- **Passage to read**
####################

Danish actress (born 1988)

Sara Hjort Ditlevsen (born 23 May 1988) is a Danish actress, director, and screenwriter. For her role as Helene in the film Excuse Me (2012), she won the Bodil Award for Best Actress in a Leading Role at the 66th Bodil Awards.

==Early life==
Hjort Ditlevsen was born in Hørsholm and raised in a housing collective in Birkerød. Her half-sister is director Lea Hjort Mathiesen and her aunt is mathematician Susanne Ditlevsen. She attended Aurehøj Gymnasium in Gentofte.

==Career==
===Acting===
Hjort Ditlevsen began acting in theater productions at the age of 10. While a high school student, she made her screen debut as Katrin in the DR1 television series Performances in 2007. After high school, she briefly moved to Berlin and studied philosophy at the University of Copenhagen. She later made her feature film debut as Sofie in Love and Rage in 2009.

After several years of acting professionally, she was accepted into the Danish National School of Performing Arts (DASPA) in 2012. While a student, she starred in the plays Heidi at Teater Grob and Miss Julie at the Aarhus Theatre. She also starred in the films Excuse Me and Borgman, the former of which earned her the Bodil Award for Best Actress in a Leading Role at the 66th Bodil Awards. She graduated from DASPA in 2016.

===Directing===
After graduating from DASPA, she directed the short films Bror and Hungud, the latter of which was nominated for the Robert Award for Best Short Fiction/Animation at the 40th Robert Awards in 2023.

==Personal life==
Hjort Ditlevsen married Jacob Lawaetz at Odden Kirke in Odsherred in 2019. They have two children, Selma and Axel.

####################

- **Listing**
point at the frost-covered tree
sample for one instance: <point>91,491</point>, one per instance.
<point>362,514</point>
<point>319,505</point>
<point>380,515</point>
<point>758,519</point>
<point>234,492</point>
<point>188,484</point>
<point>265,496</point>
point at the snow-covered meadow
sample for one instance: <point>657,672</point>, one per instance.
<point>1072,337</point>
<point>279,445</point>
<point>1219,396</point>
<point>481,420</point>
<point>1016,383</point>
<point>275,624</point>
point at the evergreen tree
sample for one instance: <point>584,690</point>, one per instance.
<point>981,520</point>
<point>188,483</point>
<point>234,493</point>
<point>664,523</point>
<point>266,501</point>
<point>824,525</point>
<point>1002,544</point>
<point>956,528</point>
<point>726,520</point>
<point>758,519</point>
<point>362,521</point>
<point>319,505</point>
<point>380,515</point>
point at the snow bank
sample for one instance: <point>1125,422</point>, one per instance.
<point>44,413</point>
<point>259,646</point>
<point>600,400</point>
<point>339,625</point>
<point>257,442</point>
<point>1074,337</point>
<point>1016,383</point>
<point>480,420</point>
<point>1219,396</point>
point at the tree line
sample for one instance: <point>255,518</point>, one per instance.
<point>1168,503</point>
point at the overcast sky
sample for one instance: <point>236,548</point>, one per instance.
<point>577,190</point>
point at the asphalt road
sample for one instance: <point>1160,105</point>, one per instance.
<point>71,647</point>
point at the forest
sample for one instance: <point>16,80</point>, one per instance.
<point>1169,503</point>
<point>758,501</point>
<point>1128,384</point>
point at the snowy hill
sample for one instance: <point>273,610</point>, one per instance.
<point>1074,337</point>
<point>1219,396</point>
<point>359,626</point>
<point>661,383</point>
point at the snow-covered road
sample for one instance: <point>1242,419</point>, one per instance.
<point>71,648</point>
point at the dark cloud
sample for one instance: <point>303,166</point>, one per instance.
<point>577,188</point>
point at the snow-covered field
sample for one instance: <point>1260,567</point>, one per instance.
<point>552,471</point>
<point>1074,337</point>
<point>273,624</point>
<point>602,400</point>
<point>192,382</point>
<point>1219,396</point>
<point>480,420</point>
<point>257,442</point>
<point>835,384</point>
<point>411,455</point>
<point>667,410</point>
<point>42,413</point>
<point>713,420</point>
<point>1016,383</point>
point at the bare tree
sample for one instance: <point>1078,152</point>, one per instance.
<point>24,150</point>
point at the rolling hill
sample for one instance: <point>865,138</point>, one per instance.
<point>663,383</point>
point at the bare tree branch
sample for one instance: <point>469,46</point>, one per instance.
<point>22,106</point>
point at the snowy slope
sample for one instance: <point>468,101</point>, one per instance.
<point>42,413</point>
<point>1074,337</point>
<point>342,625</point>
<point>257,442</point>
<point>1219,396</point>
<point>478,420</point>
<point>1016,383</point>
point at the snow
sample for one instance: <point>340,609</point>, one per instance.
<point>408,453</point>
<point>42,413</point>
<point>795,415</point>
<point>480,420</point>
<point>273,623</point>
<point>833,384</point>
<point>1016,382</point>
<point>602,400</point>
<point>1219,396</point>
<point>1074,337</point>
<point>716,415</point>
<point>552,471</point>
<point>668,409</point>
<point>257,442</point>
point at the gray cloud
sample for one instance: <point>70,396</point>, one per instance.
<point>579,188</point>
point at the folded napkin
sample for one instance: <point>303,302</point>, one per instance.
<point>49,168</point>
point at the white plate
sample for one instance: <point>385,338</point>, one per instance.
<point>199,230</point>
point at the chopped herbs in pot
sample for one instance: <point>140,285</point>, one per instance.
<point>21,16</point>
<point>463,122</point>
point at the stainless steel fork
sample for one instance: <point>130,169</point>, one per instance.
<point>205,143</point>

####################

- **Objectives**
1. Translate this sentence from the biography of Sara Hjort Ditlevsen into Spanish: "Hjort Ditlevsen began acting in theater productions at the age of 10."
2. List every film title named in the biography of Sara Hjort Ditlevsen. Leave out plays and television series.
3. Quote the passage of the biography of Sara Hjort Ditlevsen that opens with the words containing "After several years" and closes with "Selma and Axel.".

- **Solved problems**
1. Hjort Ditlevsen comenzó a actuar en producciones teatrales a los 10 años.

2.
- Excuse Me
- Love and Rage
- Borgman
- Bror
- Hungud

3.
After several years of acting professionally, she was accepted into the Danish National School of Performing Arts (DASPA) in 2012. While a student, she starred in the plays Heidi at Teater Grob and Miss Julie at the Aarhus Theatre. She also starred in the films Excuse Me and Borgman, the former of which earned her the Bodil Award for Best Actress in a Leading Role at the 66th Bodil Awards. She graduated from DASPA in 2016.

===Directing===
After graduating from DASPA, she directed the short films Bror and Hungud, the latter of which was nominated for the Robert Award for Best Short Fiction/Animation at the 40th Robert Awards in 2023.

==Personal life==
Hjort Ditlevsen married Jacob Lawaetz at Odden Kirke in Odsherred in 2019. They have two children, Selma and Axel.